_Selected excerpt_.
Donna  Ridley, M.Ed., CCC-SLP, has expanded her speech-language pathology expertise  to  therapy via videoconferencing (currently  via Skype™).  Named by a  colleague  as  The R Czar, Donna is an old-fashioned speech pathologist who uses  new-fashioned technology--Skype™,  SATPAC, and various ‘apps’.  With her expertise  in  how speech sounds are formed/ integrated into the speech stream, she is able to teach   clients at a distance  how to produce, for example,  a perfect  American “R” sound.  ( American “R” is a particularly elusive speech sound because it is fluid,  invisible, made entirely inside the mouth, and changes with the adjacent sounds.  With the right approach,  many speech errors can be successfully remediated via distance technology.

Donna’s approach to changing speech errors  is eclectic…she uses no single ‘program’   but uses cueing, drills, games,  oral placement sticks and gadgets, technology,  competitive challenges -- whatever works.  Her expert knowledge of phonetic contexts allows her  to  select  the best sound combinations for producing the target sound correctly -- particularly important when treating distortions of the “R” sound, since R is changed and affected by sounds adjacent to it.   Successful phonetic contexts (sound combinations) are then expanded to all conversational speech.

Stored data:
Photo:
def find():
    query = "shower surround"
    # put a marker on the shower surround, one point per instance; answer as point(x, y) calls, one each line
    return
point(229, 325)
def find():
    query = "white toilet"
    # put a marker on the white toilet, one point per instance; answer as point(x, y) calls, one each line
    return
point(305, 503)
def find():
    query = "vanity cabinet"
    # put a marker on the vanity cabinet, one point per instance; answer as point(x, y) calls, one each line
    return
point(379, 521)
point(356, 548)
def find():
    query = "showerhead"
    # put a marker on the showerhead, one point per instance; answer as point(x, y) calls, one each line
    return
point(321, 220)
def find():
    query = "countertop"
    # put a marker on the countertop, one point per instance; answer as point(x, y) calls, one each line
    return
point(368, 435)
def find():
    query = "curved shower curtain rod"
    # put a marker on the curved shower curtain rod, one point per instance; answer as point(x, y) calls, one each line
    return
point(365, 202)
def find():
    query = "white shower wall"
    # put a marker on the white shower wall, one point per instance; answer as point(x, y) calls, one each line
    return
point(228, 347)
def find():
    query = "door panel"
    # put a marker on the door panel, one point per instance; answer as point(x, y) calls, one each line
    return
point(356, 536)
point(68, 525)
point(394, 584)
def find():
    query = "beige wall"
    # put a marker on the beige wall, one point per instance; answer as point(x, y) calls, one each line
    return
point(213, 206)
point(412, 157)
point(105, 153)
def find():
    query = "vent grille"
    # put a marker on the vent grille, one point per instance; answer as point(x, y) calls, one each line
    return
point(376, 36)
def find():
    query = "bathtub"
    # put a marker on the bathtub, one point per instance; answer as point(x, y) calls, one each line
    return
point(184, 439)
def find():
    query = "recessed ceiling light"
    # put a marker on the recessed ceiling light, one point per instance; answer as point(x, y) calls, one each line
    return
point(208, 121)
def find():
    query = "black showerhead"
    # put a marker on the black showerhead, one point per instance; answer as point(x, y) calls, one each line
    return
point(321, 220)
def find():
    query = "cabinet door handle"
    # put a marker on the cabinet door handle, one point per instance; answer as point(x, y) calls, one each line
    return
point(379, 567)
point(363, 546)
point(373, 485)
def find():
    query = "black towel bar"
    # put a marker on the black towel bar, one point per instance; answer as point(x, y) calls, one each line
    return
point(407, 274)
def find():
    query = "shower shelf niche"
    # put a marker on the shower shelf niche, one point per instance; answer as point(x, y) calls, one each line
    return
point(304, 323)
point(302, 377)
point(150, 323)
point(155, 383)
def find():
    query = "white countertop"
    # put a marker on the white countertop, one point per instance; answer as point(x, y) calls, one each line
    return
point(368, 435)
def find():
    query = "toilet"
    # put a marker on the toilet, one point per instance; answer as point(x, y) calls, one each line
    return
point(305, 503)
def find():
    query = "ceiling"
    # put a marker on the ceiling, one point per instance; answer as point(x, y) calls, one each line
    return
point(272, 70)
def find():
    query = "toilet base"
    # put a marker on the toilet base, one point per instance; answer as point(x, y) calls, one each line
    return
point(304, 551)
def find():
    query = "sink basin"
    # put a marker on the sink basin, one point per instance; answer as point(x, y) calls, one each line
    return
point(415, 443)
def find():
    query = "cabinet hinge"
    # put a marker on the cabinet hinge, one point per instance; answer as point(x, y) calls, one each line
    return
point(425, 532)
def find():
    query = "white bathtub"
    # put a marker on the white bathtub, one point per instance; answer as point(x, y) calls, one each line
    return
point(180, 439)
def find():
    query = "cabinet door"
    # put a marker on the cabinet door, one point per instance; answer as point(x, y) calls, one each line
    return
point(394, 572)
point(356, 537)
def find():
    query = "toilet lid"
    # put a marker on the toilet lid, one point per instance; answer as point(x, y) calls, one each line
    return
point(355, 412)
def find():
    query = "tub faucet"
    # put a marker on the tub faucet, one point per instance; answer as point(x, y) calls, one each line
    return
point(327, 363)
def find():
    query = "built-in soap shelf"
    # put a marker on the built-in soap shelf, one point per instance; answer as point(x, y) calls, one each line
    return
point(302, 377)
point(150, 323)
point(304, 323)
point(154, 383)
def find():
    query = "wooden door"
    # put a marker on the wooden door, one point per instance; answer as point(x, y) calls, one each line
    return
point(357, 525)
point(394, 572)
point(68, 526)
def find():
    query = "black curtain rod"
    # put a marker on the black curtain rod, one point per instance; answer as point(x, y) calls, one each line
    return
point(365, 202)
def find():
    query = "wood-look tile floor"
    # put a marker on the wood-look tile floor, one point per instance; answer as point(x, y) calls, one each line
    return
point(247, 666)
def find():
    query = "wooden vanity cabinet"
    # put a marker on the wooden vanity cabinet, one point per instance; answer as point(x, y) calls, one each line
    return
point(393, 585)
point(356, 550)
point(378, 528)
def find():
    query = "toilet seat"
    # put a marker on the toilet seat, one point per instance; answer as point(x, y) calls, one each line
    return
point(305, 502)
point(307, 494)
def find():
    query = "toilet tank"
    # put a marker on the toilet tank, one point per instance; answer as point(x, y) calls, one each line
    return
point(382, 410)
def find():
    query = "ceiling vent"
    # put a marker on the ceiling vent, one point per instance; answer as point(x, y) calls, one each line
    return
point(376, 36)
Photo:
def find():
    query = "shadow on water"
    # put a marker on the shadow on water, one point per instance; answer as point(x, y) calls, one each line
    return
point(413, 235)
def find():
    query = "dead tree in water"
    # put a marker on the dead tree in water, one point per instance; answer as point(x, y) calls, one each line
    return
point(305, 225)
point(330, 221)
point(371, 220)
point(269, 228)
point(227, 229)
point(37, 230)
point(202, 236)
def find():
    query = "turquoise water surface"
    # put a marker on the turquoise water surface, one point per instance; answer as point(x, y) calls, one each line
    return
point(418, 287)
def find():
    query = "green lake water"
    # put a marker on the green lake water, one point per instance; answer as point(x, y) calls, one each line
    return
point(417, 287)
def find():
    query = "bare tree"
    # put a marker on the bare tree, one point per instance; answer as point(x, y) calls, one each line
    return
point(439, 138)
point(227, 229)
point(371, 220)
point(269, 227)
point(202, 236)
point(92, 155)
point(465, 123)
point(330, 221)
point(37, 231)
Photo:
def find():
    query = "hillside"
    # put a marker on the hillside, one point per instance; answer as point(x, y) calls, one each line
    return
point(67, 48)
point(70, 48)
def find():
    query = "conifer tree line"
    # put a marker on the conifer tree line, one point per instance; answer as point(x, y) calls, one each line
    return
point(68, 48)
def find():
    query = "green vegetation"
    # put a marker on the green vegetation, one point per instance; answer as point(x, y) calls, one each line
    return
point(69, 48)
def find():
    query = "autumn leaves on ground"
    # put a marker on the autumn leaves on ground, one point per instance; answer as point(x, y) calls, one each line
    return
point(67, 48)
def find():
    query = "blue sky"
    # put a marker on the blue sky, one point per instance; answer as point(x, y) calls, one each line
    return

_Using the information_.
#1 In the profile of Donna Ridley, copy the passage from "Donna  Ridley, M.Ed., CCC-SLP, has" to "via distance technology.".
#2 Answer these questions using the profile of Donna Ridley.
(a) Which videoconferencing service does Donna Ridley currently use for therapy?
(b) What name did a colleague give her?
(c) What are successful phonetic contexts expanded to?

_Responses by task_.
#1
Donna  Ridley, M.Ed., CCC-SLP, has expanded her speech-language pathology expertise  to  therapy via videoconferencing (currently  via Skype™).  Named by a  colleague  as  The R Czar, Donna is an old-fashioned speech pathologist who uses  new-fashioned technology--Skype™,  SATPAC, and various ‘apps’.  With her expertise  in  how speech sounds are formed/ integrated into the speech stream, she is able to teach   clients at a distance  how to produce, for example,  a perfect  American “R” sound.  ( American “R” is a particularly elusive speech sound because it is fluid,  invisible, made entirely inside the mouth, and changes with the adjacent sounds.  With the right approach,  many speech errors can be successfully remediated via distance technology.

#2
(a) Skype™.
(b) The R Czar.
(c) All conversational speech.